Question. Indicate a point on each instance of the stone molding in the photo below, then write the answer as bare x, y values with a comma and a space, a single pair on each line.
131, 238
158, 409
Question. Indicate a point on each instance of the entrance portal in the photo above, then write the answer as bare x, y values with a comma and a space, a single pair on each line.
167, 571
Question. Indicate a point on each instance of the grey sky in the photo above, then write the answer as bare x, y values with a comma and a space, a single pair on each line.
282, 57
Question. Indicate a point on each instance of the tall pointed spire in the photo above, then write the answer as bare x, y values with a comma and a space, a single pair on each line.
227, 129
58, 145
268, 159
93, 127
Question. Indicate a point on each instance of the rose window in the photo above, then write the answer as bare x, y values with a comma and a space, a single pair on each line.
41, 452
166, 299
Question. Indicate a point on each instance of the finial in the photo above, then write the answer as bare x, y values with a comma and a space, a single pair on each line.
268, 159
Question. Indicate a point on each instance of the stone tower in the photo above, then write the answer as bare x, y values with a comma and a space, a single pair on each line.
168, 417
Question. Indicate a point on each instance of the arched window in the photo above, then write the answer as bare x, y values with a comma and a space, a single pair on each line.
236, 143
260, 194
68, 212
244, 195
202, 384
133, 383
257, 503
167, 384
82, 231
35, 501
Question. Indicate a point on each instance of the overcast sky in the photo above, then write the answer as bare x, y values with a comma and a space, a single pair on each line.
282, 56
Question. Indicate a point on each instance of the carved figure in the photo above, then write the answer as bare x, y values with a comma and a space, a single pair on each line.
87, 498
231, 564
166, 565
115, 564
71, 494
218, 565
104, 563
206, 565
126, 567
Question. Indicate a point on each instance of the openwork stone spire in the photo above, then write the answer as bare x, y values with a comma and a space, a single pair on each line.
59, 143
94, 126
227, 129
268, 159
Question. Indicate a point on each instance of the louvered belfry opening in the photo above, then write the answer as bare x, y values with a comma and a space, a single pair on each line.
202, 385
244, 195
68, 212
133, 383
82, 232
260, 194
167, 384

### Exercise
Retype everything in the material above exactly.

### Answer to the problem
Question. Indicate a point on each instance of the stone molding in the photo below, then write the answer as bare x, y values with a comma and a space, a single pair on each line.
131, 238
158, 409
Question. Indicate a point on each instance of the entrance portal in the photo above, then write the answer as bare x, y values with a comma and a space, a single pair on each line.
167, 571
Question. Indicate a point on each instance of the grey sky in the photo above, then write the answer as bare x, y values with a comma and a space, a single pair on each line.
282, 57
Question. Indicate a point on each instance of the tall pointed spire in the photo above, then write the answer as bare x, y values with a comma and a space, a single pair on each line.
227, 129
58, 145
268, 159
93, 127
Question. Indicate a point on each instance of the rose window in the photo above, then write the answer as bare x, y values with a comma and a space, a single pair on each line.
41, 452
166, 299
Question. Indicate a point on each instance of the finial in the photo above, then write the answer as bare x, y values with a comma and a space, a single pair on each line.
268, 159
Question. Indicate a point on each instance of the stone tower in the photo above, then write the answer as bare x, y values with a comma and a space, a single pair on each line.
168, 417
Question. Indicate a point on each instance of the arched window in the photo above, then write the answer as bare x, y values with a comma and a space, a single pair on each line.
236, 143
260, 194
68, 212
244, 195
202, 384
133, 383
257, 503
167, 384
82, 231
35, 501
Question. Indicate a point on each instance of the overcast sky in the photo above, then write the answer as bare x, y values with a comma and a space, a single pair on each line.
282, 56
Question. Indicate a point on each instance of the carved figure in the photo above, then write the answer as bare x, y values with a comma and a space, a single pair on each line.
87, 498
231, 564
166, 565
115, 564
71, 494
218, 565
104, 563
206, 565
126, 567
Question. Indicate a point on each instance of the openwork stone spire in the photo above, then write the answer as bare x, y values with a comma and a space, a single pair on each line.
59, 143
94, 126
227, 129
268, 159
Question. Indicate a point on each instance of the louvered belfry opening in the photo above, then write the answer as bare x, y values with a comma and a space, a single pair on each line.
202, 385
244, 195
68, 212
133, 383
82, 232
260, 194
167, 384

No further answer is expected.